• EXERCISE AIM
Each line below that holds the word "macaw" counts toward the answer; reply with the total number only.

Stored data entries
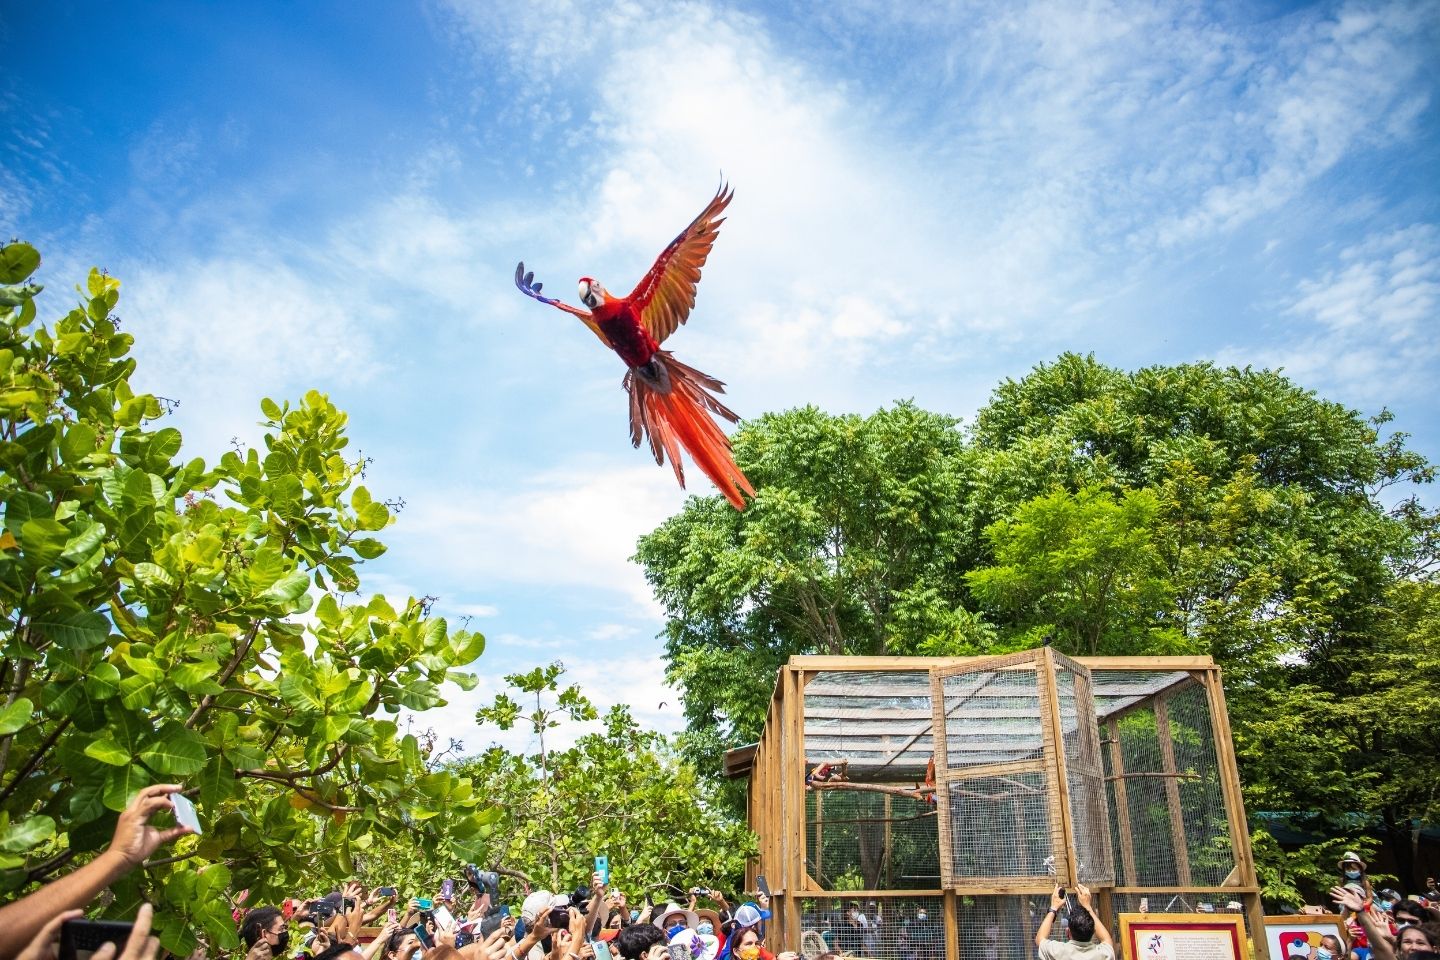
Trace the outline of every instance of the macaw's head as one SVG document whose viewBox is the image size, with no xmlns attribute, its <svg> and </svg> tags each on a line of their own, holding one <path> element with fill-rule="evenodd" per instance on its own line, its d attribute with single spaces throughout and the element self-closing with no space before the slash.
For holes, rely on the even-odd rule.
<svg viewBox="0 0 1440 960">
<path fill-rule="evenodd" d="M 599 280 L 593 277 L 580 278 L 580 302 L 591 310 L 594 310 L 600 306 L 600 304 L 604 303 L 609 296 L 610 295 L 605 292 L 605 288 L 600 285 Z"/>
</svg>

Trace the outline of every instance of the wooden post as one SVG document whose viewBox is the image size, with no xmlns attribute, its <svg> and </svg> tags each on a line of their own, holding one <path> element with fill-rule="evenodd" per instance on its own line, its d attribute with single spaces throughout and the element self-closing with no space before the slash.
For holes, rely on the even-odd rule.
<svg viewBox="0 0 1440 960">
<path fill-rule="evenodd" d="M 1235 740 L 1230 732 L 1230 712 L 1225 706 L 1225 687 L 1218 668 L 1206 672 L 1205 694 L 1210 705 L 1215 760 L 1220 767 L 1220 788 L 1225 797 L 1225 818 L 1230 823 L 1230 843 L 1235 848 L 1237 879 L 1243 886 L 1254 889 L 1259 883 L 1255 876 L 1255 855 L 1250 849 L 1250 825 L 1245 818 L 1245 799 L 1240 792 Z M 1255 960 L 1270 960 L 1270 944 L 1265 938 L 1265 910 L 1260 903 L 1260 894 L 1243 894 L 1241 902 L 1245 904 L 1245 916 L 1250 922 Z"/>
<path fill-rule="evenodd" d="M 1115 820 L 1120 836 L 1120 864 L 1125 868 L 1126 883 L 1139 883 L 1135 873 L 1135 837 L 1130 829 L 1130 797 L 1125 791 L 1125 752 L 1120 749 L 1120 723 L 1111 717 L 1105 722 L 1105 732 L 1110 740 L 1110 772 L 1115 779 Z"/>
<path fill-rule="evenodd" d="M 1160 743 L 1160 766 L 1171 774 L 1165 778 L 1165 805 L 1170 808 L 1170 834 L 1175 848 L 1176 881 L 1182 887 L 1191 884 L 1190 845 L 1185 837 L 1185 816 L 1180 809 L 1180 781 L 1175 769 L 1175 741 L 1170 739 L 1170 711 L 1165 697 L 1155 698 L 1155 739 Z"/>
<path fill-rule="evenodd" d="M 933 670 L 930 673 L 930 744 L 931 757 L 935 760 L 935 811 L 939 822 L 935 836 L 940 844 L 940 886 L 950 890 L 955 886 L 955 843 L 951 838 L 950 812 L 950 753 L 945 743 L 945 680 Z"/>
<path fill-rule="evenodd" d="M 1055 653 L 1046 647 L 1035 664 L 1040 685 L 1040 720 L 1046 731 L 1045 759 L 1050 780 L 1050 836 L 1059 840 L 1053 851 L 1055 878 L 1061 886 L 1075 888 L 1075 838 L 1070 825 L 1070 779 L 1065 769 L 1065 728 L 1060 721 L 1060 689 L 1055 681 Z M 1057 829 L 1058 827 L 1058 829 Z"/>
<path fill-rule="evenodd" d="M 960 898 L 954 889 L 945 891 L 945 957 L 946 960 L 960 960 Z"/>
</svg>

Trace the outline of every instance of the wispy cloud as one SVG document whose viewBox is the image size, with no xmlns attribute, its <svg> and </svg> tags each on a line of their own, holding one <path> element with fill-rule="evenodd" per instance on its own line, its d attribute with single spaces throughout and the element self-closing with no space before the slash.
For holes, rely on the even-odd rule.
<svg viewBox="0 0 1440 960">
<path fill-rule="evenodd" d="M 1283 366 L 1356 404 L 1428 391 L 1440 360 L 1440 229 L 1414 224 L 1344 248 L 1298 283 L 1283 315 L 1281 342 L 1235 345 L 1221 360 Z"/>
</svg>

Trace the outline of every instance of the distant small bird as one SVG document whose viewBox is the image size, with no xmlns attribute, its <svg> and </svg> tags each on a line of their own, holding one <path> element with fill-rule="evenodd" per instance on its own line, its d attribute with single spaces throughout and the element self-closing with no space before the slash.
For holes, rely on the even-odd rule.
<svg viewBox="0 0 1440 960">
<path fill-rule="evenodd" d="M 611 296 L 593 277 L 580 278 L 580 301 L 589 310 L 541 296 L 541 284 L 534 282 L 533 272 L 526 272 L 523 260 L 515 267 L 515 286 L 527 297 L 579 317 L 625 361 L 629 370 L 622 386 L 630 394 L 632 445 L 640 446 L 642 436 L 648 439 L 655 462 L 663 464 L 668 456 L 682 487 L 683 447 L 735 509 L 744 510 L 742 491 L 753 497 L 755 489 L 735 465 L 730 439 L 711 417 L 717 414 L 731 423 L 740 419 L 715 399 L 715 394 L 725 392 L 725 385 L 660 349 L 695 306 L 700 269 L 725 222 L 720 214 L 733 195 L 722 183 L 715 198 L 661 252 L 627 297 Z"/>
</svg>

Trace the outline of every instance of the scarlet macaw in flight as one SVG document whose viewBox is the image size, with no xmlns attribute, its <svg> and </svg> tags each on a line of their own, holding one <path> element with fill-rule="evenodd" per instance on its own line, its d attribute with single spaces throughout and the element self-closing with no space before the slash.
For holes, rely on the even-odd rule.
<svg viewBox="0 0 1440 960">
<path fill-rule="evenodd" d="M 641 278 L 628 297 L 614 297 L 592 277 L 580 278 L 581 310 L 550 297 L 541 296 L 535 274 L 525 271 L 521 261 L 515 267 L 515 286 L 527 297 L 558 307 L 580 318 L 600 342 L 620 355 L 630 369 L 622 381 L 630 394 L 630 442 L 640 446 L 641 437 L 650 441 L 655 462 L 670 457 L 675 479 L 685 486 L 680 466 L 680 448 L 704 471 L 736 510 L 745 509 L 740 491 L 755 496 L 755 489 L 735 465 L 730 440 L 711 418 L 715 413 L 737 422 L 740 418 L 715 399 L 725 384 L 681 363 L 660 344 L 684 323 L 695 306 L 695 287 L 700 268 L 719 236 L 720 214 L 734 191 L 724 184 L 700 215 L 680 232 L 656 258 L 650 272 Z"/>
</svg>

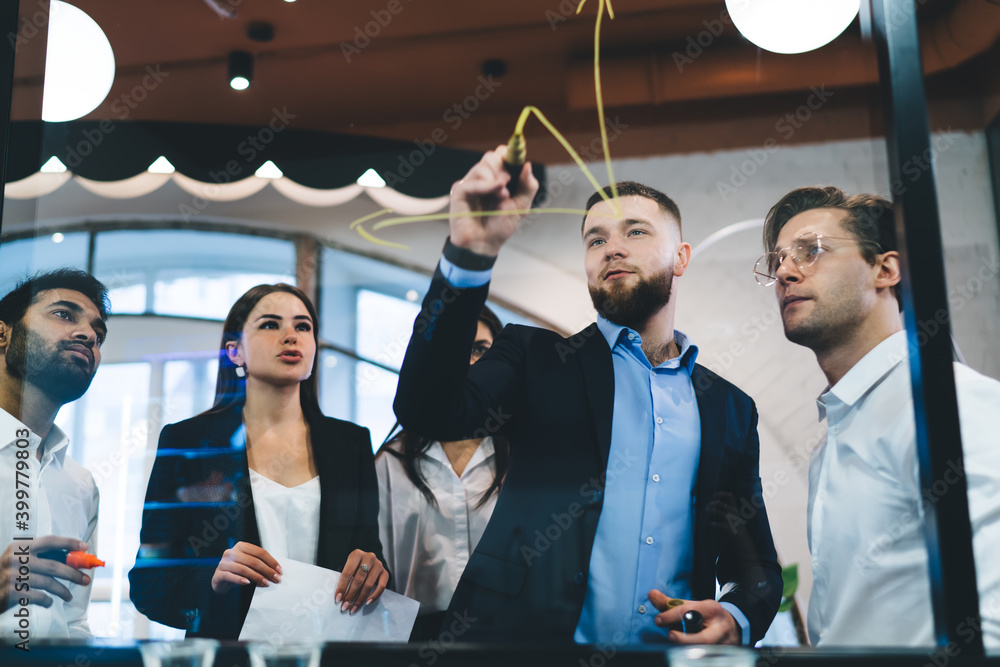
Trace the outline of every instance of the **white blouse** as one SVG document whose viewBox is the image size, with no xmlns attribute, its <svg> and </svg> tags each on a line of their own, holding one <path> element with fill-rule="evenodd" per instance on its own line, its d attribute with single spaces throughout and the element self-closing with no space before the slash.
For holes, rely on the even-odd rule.
<svg viewBox="0 0 1000 667">
<path fill-rule="evenodd" d="M 279 563 L 290 558 L 316 564 L 319 545 L 319 476 L 287 487 L 250 469 L 260 546 Z"/>
<path fill-rule="evenodd" d="M 402 451 L 398 441 L 385 445 Z M 375 457 L 379 482 L 379 536 L 396 591 L 420 602 L 420 615 L 444 611 L 458 580 L 489 523 L 497 494 L 475 505 L 493 483 L 493 439 L 484 438 L 462 476 L 455 474 L 441 443 L 417 460 L 417 469 L 437 499 L 431 506 L 403 470 L 403 462 L 385 452 Z"/>
</svg>

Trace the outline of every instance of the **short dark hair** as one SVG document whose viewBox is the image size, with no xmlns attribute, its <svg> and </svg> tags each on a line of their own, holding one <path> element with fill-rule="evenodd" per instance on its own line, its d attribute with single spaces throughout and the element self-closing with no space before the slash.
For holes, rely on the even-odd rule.
<svg viewBox="0 0 1000 667">
<path fill-rule="evenodd" d="M 646 199 L 652 199 L 660 206 L 660 210 L 664 213 L 670 215 L 674 220 L 677 221 L 677 231 L 681 230 L 681 210 L 677 208 L 677 204 L 674 200 L 663 194 L 656 188 L 651 188 L 648 185 L 643 185 L 642 183 L 636 183 L 635 181 L 618 181 L 615 183 L 615 188 L 618 190 L 619 197 L 628 197 L 631 195 L 636 195 L 639 197 L 645 197 Z M 605 186 L 600 192 L 595 192 L 590 195 L 590 199 L 587 200 L 586 210 L 589 211 L 600 201 L 604 201 L 604 197 L 601 196 L 603 192 L 607 197 L 611 197 L 613 191 L 611 186 Z M 587 216 L 583 216 L 583 222 L 580 224 L 580 233 L 583 233 L 583 227 L 587 224 Z M 682 233 L 683 236 L 683 233 Z"/>
<path fill-rule="evenodd" d="M 797 188 L 771 207 L 764 219 L 764 251 L 774 250 L 778 234 L 789 220 L 799 213 L 816 208 L 833 208 L 847 213 L 843 220 L 844 228 L 863 242 L 858 247 L 869 264 L 875 264 L 876 255 L 898 249 L 892 202 L 871 194 L 848 196 L 840 188 L 828 185 Z M 902 286 L 893 285 L 892 294 L 902 310 Z"/>
<path fill-rule="evenodd" d="M 238 343 L 243 337 L 243 327 L 250 313 L 261 299 L 269 294 L 284 292 L 298 297 L 312 318 L 312 335 L 316 340 L 316 356 L 313 357 L 312 373 L 299 383 L 299 403 L 306 414 L 322 414 L 319 407 L 319 389 L 316 382 L 316 369 L 319 367 L 319 316 L 309 296 L 295 285 L 275 283 L 274 285 L 256 285 L 248 289 L 236 300 L 229 309 L 229 315 L 222 325 L 222 341 L 219 343 L 219 372 L 215 379 L 215 403 L 204 414 L 224 412 L 234 405 L 243 405 L 247 400 L 246 377 L 236 375 L 236 364 L 229 358 L 229 343 Z"/>
<path fill-rule="evenodd" d="M 80 269 L 62 268 L 46 273 L 36 273 L 25 278 L 17 287 L 0 299 L 0 322 L 13 326 L 24 318 L 28 308 L 38 301 L 38 295 L 53 289 L 68 289 L 80 292 L 90 299 L 101 315 L 108 321 L 111 316 L 111 300 L 108 288 L 100 280 Z"/>
</svg>

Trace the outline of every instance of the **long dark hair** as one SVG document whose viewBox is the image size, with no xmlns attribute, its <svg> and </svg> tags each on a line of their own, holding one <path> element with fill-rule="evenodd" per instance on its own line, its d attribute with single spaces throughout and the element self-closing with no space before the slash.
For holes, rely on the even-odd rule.
<svg viewBox="0 0 1000 667">
<path fill-rule="evenodd" d="M 219 344 L 219 374 L 215 380 L 215 404 L 205 411 L 205 414 L 212 414 L 228 410 L 234 405 L 243 405 L 247 400 L 247 380 L 245 377 L 236 375 L 236 364 L 234 364 L 227 354 L 226 345 L 228 343 L 238 343 L 243 336 L 243 327 L 246 326 L 250 312 L 257 306 L 261 299 L 268 294 L 276 292 L 286 292 L 299 298 L 299 301 L 309 311 L 312 318 L 312 334 L 316 340 L 316 356 L 313 357 L 312 373 L 309 377 L 299 383 L 299 402 L 302 404 L 302 411 L 307 414 L 321 413 L 319 407 L 319 390 L 316 384 L 316 368 L 319 362 L 319 317 L 316 315 L 316 308 L 305 292 L 294 285 L 277 283 L 275 285 L 257 285 L 251 287 L 246 293 L 236 300 L 233 307 L 229 309 L 225 324 L 222 325 L 222 342 Z"/>
<path fill-rule="evenodd" d="M 490 310 L 487 306 L 483 306 L 483 309 L 479 312 L 479 322 L 486 325 L 486 328 L 490 330 L 490 336 L 496 338 L 500 335 L 500 331 L 503 329 L 503 325 L 500 323 L 500 318 Z M 437 507 L 437 498 L 434 497 L 434 492 L 427 485 L 427 480 L 420 473 L 419 468 L 417 468 L 417 460 L 424 456 L 427 449 L 434 443 L 434 440 L 430 438 L 425 438 L 424 436 L 417 435 L 416 433 L 410 433 L 409 431 L 400 431 L 399 435 L 395 437 L 402 445 L 402 452 L 397 452 L 395 449 L 389 446 L 384 446 L 379 450 L 379 455 L 382 452 L 388 452 L 392 454 L 397 459 L 399 459 L 403 464 L 403 471 L 406 472 L 406 476 L 409 478 L 413 486 L 417 487 L 417 490 L 423 494 L 427 502 L 430 503 L 431 507 Z M 493 451 L 494 451 L 494 463 L 496 464 L 496 469 L 493 474 L 493 482 L 490 484 L 486 492 L 479 499 L 479 502 L 475 504 L 475 508 L 478 509 L 486 504 L 490 496 L 494 493 L 500 492 L 500 487 L 503 485 L 503 478 L 507 475 L 507 465 L 510 457 L 510 446 L 507 443 L 507 438 L 500 435 L 499 433 L 493 434 Z"/>
</svg>

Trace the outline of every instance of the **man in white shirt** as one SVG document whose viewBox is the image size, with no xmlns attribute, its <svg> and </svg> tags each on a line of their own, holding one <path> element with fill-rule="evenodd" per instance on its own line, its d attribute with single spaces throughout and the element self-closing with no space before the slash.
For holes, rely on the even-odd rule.
<svg viewBox="0 0 1000 667">
<path fill-rule="evenodd" d="M 955 364 L 965 470 L 921 488 L 892 204 L 793 190 L 768 213 L 764 247 L 757 282 L 775 285 L 785 336 L 829 382 L 809 468 L 811 642 L 935 644 L 924 514 L 964 474 L 983 639 L 1000 646 L 1000 382 Z"/>
<path fill-rule="evenodd" d="M 86 638 L 92 579 L 37 554 L 91 551 L 93 476 L 54 425 L 87 391 L 107 333 L 107 289 L 83 271 L 31 278 L 0 299 L 0 641 Z"/>
</svg>

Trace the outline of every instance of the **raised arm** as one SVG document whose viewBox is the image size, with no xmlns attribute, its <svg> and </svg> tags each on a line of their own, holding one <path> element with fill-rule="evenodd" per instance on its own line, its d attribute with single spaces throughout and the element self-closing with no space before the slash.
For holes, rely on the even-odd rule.
<svg viewBox="0 0 1000 667">
<path fill-rule="evenodd" d="M 519 377 L 520 350 L 510 327 L 470 370 L 476 320 L 489 290 L 490 271 L 517 231 L 538 191 L 526 164 L 518 195 L 510 197 L 503 147 L 487 153 L 452 187 L 451 236 L 435 272 L 400 371 L 393 408 L 400 423 L 421 435 L 459 440 L 491 434 Z M 475 212 L 501 211 L 474 216 Z M 491 413 L 492 411 L 492 413 Z"/>
</svg>

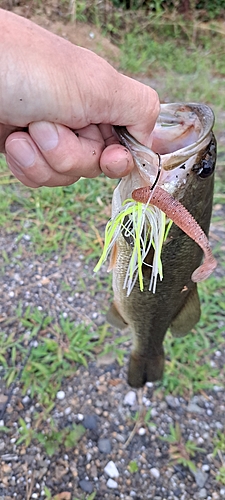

• OUTPUT FOR THIS TASK
2